## Exercise description:
Count the lines of the listing below that contain the string "flagpole", treating uppercase and lowercase letters as different, and give only the number.

## Material provided:
☆ ☆ ☆ ☆ ☆ ☆ ☆
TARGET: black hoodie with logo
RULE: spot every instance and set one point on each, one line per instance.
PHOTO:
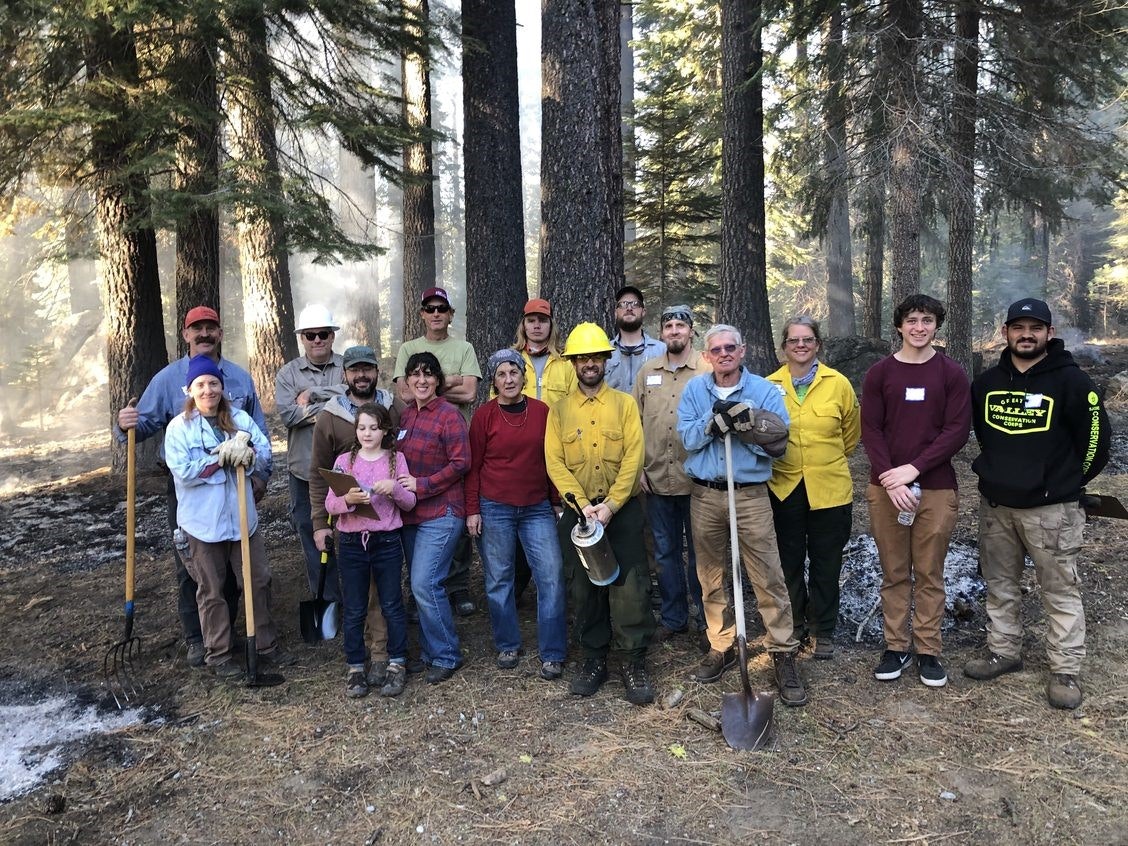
☆ ☆ ☆ ☆ ☆ ☆ ☆
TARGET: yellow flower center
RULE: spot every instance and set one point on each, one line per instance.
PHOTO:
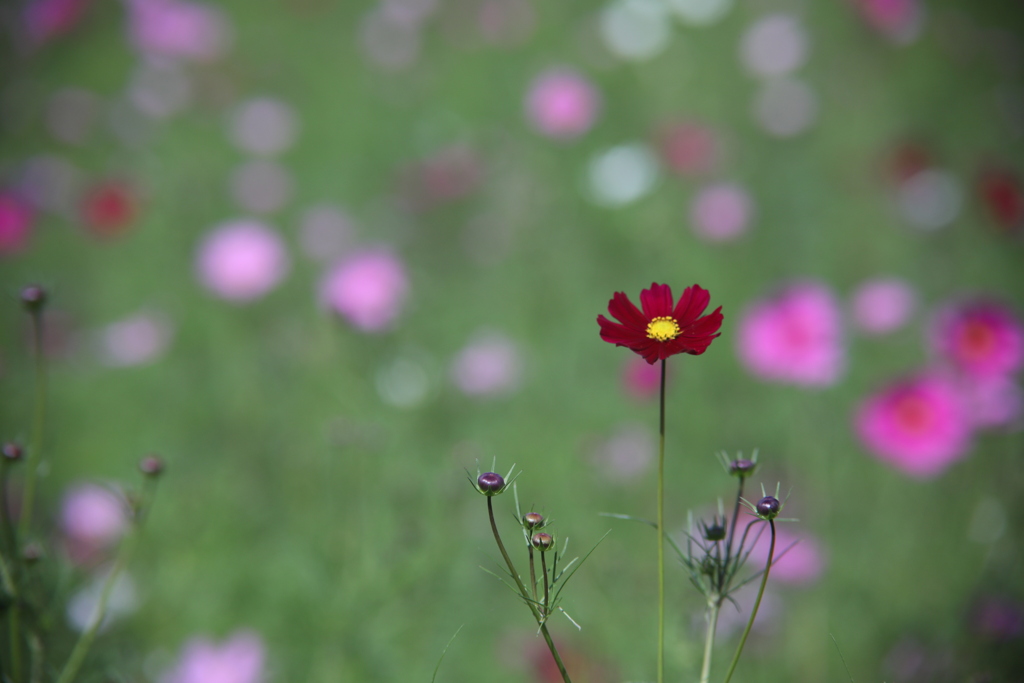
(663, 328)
☆ ☆ ☆ ☆ ☆ ☆ ☆
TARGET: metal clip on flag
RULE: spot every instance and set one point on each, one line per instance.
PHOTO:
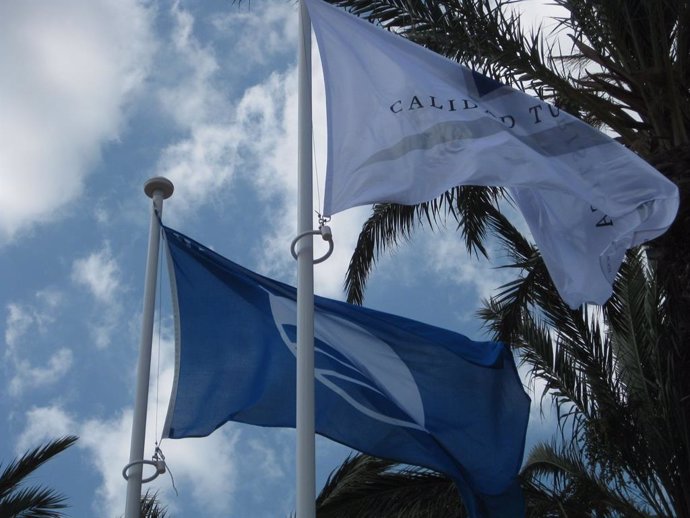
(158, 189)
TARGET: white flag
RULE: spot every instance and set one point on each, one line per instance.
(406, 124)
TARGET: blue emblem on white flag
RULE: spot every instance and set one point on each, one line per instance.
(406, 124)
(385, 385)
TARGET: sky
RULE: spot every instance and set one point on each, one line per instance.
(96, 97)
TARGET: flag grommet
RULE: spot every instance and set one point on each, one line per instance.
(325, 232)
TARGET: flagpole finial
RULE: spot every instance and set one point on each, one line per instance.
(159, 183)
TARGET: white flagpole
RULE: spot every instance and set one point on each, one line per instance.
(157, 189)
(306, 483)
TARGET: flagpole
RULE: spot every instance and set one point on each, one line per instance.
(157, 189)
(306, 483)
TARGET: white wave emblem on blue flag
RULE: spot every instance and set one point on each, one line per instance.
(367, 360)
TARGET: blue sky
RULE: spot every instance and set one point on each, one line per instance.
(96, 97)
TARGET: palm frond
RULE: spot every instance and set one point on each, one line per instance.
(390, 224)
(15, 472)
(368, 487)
☆ ☆ ☆ ☆ ☆ ☆ ☆
## Answer for the task:
3